▶ [Page]:
"""
Re: [R] About the interaction A:B

[Jeff Laake]

You are correct that you need to use  ~-1+A:B.  I use that all the time 
and just spaced it out when I was writing
the response.  Using ~A:B will produce one too many columns.
Didn't follow your other question.  You can always look at the result of 
model.matrix to see if it is correct or dig into the
internal code.  Personally, I've never found it to have a problem.

--jeff

On 3/5/2010 10:16 AM, blue sky wrote:
On Fri, Mar 5, 2010 at 11:41 AM, Jeff Laake<jeff.la...@noaa.gov>  wrote:
   
On 3/5/2010 9:19 AM, Frank E Harrell Jr wrote:
     
You neglected to state your name and affiliation, and your question
demonstrates an allergy to R documentation.

Frank
       
I agree with Frank but will try to answer some of your questions as I
understand it.
"""
Detection annotation listing:
"""
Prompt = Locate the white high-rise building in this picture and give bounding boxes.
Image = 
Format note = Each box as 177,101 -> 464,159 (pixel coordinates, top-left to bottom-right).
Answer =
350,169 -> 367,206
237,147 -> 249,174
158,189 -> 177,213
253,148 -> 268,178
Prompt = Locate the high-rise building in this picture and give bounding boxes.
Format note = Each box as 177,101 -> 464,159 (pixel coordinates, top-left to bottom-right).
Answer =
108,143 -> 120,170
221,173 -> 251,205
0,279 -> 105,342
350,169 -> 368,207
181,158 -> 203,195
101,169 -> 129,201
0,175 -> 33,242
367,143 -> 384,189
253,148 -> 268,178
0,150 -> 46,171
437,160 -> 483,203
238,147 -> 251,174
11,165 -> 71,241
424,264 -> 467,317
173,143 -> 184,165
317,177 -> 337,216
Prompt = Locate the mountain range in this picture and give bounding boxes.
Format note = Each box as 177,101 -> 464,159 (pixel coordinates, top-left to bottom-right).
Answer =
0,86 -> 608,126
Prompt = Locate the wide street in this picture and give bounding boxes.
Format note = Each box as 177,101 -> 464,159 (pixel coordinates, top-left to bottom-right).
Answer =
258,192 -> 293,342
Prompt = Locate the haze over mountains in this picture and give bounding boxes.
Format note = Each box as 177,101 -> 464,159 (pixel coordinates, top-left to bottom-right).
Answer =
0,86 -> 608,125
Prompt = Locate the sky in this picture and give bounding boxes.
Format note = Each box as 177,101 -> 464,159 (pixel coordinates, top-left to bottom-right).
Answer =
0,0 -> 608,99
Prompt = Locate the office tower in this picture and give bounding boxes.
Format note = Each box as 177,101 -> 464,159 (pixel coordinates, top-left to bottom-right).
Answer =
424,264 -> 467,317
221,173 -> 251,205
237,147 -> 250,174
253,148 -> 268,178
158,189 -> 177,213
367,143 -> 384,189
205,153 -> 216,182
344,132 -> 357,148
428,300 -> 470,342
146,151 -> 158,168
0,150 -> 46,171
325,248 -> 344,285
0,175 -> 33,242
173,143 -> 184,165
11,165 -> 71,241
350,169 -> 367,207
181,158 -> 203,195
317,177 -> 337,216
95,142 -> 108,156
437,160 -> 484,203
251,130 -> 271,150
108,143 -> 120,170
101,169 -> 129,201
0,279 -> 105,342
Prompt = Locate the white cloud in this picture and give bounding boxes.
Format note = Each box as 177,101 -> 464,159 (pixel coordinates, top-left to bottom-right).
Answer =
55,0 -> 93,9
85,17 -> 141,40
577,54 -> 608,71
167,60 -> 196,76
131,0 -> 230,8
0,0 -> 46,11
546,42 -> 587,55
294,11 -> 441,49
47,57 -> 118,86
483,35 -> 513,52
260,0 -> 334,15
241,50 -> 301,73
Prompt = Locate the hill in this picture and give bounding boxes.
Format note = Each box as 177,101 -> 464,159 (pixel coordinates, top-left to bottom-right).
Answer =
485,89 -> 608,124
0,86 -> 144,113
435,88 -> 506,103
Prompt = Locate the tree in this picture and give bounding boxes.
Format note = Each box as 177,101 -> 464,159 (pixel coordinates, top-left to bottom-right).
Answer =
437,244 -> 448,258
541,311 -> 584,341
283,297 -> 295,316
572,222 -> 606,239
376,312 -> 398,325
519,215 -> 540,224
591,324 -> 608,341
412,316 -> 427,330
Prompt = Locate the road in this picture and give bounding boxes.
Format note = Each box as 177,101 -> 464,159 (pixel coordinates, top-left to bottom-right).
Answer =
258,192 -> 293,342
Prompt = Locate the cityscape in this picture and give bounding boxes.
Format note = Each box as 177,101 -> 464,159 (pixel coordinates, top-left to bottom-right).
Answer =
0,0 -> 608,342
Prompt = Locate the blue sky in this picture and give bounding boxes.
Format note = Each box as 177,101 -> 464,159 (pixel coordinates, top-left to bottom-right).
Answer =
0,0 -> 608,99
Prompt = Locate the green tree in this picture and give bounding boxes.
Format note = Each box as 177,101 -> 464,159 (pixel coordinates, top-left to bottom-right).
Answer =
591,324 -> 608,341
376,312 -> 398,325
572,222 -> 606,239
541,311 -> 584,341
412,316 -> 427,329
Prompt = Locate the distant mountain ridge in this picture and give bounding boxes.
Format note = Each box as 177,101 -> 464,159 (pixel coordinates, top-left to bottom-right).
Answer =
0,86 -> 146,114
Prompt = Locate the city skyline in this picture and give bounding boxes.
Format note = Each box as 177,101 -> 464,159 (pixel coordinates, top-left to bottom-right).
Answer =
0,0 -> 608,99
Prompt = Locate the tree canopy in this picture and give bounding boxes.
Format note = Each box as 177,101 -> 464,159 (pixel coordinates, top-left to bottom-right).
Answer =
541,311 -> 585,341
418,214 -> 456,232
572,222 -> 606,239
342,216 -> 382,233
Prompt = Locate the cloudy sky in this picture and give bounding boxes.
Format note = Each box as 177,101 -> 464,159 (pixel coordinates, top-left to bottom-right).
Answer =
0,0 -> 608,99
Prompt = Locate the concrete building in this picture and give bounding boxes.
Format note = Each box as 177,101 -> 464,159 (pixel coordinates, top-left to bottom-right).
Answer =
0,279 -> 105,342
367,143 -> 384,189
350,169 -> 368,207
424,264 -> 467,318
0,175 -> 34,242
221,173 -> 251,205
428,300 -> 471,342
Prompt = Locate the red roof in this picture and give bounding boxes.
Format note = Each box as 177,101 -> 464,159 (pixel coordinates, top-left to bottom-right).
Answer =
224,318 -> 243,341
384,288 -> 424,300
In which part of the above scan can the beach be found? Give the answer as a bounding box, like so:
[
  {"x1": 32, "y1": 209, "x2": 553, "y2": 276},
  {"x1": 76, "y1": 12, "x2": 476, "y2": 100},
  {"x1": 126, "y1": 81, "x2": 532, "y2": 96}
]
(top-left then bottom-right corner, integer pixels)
"""
▶ [Short exercise A]: Please transcribe the R forum thread between "[Jeff Laake]" and "too many columns.", inclusive.
▶ [Short exercise B]:
Answer these from the R forum thread:
(i) Which formula does Jeff say you need to use?
(ii) What does he say using ~A:B will produce?
(iii) What does Frank say the question demonstrates?
▶ [Short exercise C]: Take the R forum thread further, starting after its final sentence.

▶ [Exercise answer A]:
[Jeff Laake]

You are correct that you need to use  ~-1+A:B.  I use that all the time 
and just spaced it out when I was writing
the response.  Using ~A:B will produce one too many columns.

▶ [Exercise answer B]:
(i) ~-1+A:B
(ii) One too many columns
(iii) An allergy to R documentation

▶ [Exercise answer C]:
First, model.matrix uses the options$contrasts or what is set specifically
as the contrast for a factor using contrasts().  The default is
treatment contrasts and for a factor that means the first level of a factor
variable is the intercept and the remainder are "treatment" effects
which are added to intercept.  If you specify  Y~A+B+A:B, you are specifying
the model with main effects (A, B) and interactions (A:B).
     
So my interpretation of how R does internally when dealing with
interaction terms A:B is to look if each individual term (each sub
interactions in highway interactions like, A:B, A:C, etc., in A:B:C:D)
appears in the formula or not, and deciding how to construct the
columns of the model matrix according to A:B, right?

This seem quite complicated when a formula is arbitrarily complex, let
along different type of data (namely ordered, not ordered, numerical
numbers). The piece of information that I feel that is still missing
to me is the detailed procedure that R generate model.matrix for
arbitrary complex formulas and how it is proved the way that R does is
always correct for these complex formulas.

   
If A has m levels and B has n levels then there will be an intercept (1),
m-1 for A, n-1 for B and (m-1)*(n-1) for the interaction.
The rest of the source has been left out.